<<<<

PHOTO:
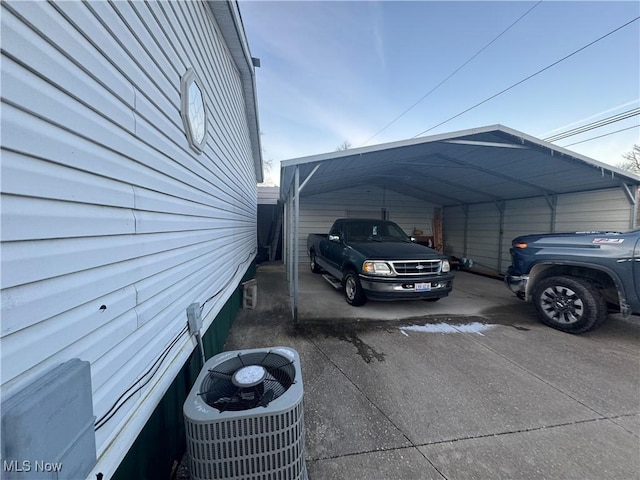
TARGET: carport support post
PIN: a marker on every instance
(294, 240)
(296, 243)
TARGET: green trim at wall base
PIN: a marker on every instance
(161, 444)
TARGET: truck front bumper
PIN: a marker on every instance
(517, 283)
(376, 288)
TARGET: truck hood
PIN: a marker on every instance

>>>>

**PROBLEM DETAILS**
Pictures don't belong in the copy. Restate all the entries exactly.

**ANSWER SPACE**
PHOTO:
TARGET: carport support post
PIN: a marker on every instance
(294, 240)
(296, 243)
TARGET: green trim at wall base
PIN: a marker on every instance
(161, 444)
TARGET: truck front bumper
PIN: a marker on every instance
(517, 283)
(376, 288)
TARGET: truck hood
PIN: a marker on every instance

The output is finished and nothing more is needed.